• **Work task**
Continue the news report below about attacks on U.S. soldiers in Baghdad, starting after its last sentence.

• **Exercise text**
Hours later, one soldier was killed and three wounded when a Humvee near Baghdad's international airport was either hit by, or ran over, a land mine or other type of explosive that had apparently been hurled at it, military officials said.

Three other U.S. soldiers died in separate incidents Monday, with all three fatalities believed to be accidental.

The latest assaults on U.S. troops in central Iraq occurred as the 1st Armored Division arrived to join the 3rd Infantry Division to double patrols in the Iraqi capital and as officials with the Pentagon's Office of Reconstruction and Humanitarian Assistance labored to show progress in improving public safety and increasing acceptance of the American presence by the Iraqi people.

U.S. military officials described the incidents as aberrations that occurred amid a visible increase in American soldiers, who have left their intimidating Bradley fighting vehicles behind to patrol in Humvees and, for the first time, on foot.

"It could be an attempt to disrupt the transition," said Lt. Col. Scott Rutter of the 3rd Infantry Division's 1st Brigade, which commands the unit attacked near the airport. "I honestly think order still exists in Baghdad."

Yet support for the attackers was evident among the residents gathered at a military cordon 100 yards away. As teenagers chanted "boom boom" and "bye-bye" to American soldiers near the site of the Humvee attack, residents described the assaults as a guerrilla campaign against the occupation by supporters of the former Baathist regime of Saddam Hussein.

"This is only the beginning," said a middle-aged man near the site of the attack, who refused to give his name. He said two former military officers plotted the attack on the Humvee out of revenge for U.S. policies that disbanded the Iraqi army and purged government posts of senior members of Hussein's Baath Party.

• **Information supplied**
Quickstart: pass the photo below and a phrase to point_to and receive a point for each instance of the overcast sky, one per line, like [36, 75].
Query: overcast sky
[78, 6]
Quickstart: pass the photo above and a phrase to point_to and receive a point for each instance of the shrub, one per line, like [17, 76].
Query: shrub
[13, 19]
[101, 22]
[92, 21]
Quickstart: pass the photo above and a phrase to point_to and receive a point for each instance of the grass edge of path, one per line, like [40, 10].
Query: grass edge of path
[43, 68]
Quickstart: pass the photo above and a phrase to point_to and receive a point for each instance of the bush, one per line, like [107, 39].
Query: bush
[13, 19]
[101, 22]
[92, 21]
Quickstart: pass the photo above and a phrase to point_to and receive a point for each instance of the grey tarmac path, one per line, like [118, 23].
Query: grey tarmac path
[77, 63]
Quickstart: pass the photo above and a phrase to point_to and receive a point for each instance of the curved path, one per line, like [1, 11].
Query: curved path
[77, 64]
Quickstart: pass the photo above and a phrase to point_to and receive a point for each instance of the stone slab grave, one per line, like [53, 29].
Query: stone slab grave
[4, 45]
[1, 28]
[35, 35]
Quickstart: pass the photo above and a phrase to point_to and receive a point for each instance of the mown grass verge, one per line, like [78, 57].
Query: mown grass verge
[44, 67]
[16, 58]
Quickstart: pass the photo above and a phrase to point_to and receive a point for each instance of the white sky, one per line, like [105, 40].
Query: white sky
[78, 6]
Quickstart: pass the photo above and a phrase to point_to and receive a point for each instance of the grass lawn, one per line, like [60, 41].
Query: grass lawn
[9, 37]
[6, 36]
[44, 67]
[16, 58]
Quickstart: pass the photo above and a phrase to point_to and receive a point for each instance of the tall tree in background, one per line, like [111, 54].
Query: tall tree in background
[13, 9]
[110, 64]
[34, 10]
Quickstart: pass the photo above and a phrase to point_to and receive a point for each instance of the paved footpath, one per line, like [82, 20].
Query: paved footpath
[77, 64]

• **Written response**
"These people declared holy war against the American people," he said.

Antipathy has intensified since a series of deadly skirmishes in strongholds in central Iraq of the former regime, such as Fallouja.

U.S. soldiers killed two Iraqis in the town last week after a Bradley on patrol was ambushed with a rocket-propelled grenade.

In another development, occupying forces in Hussein's hometown of Tikrit detained a brother-in-law of the deposed leader, Malhana Hamood Abdul Jabar, with $300,000; 8 million Iraqi dinars, worth an additional $6,000; three rifles; and a rocket-propelled grenade, military officials said.

U.S. officials in Baghdad acknowledged lingering concerns over order and a growing hostility toward the American presence, but complained that the coalition's progress has been underappreciated due to unreasonably high expectations for a return to normality just six weeks after the war's end.

Americans and Iraqis alike need to be patient, said Rep. Duncan Hunter (R-El Cajon), the chairman of the House Armed Services Committee, who on Monday led the first congressional delegation to Baghdad since the war ended.

"I was particularly concerned about whether or not Baghdad was the Wild West at this point or whether in fact there was some modicum of control," Hunter said before the second attack. "I think the image that this was downtown Mogadishu is not accurate.

"There are lawless elements," he acknowledged, "but on the other hand I think the order of the day should be patience."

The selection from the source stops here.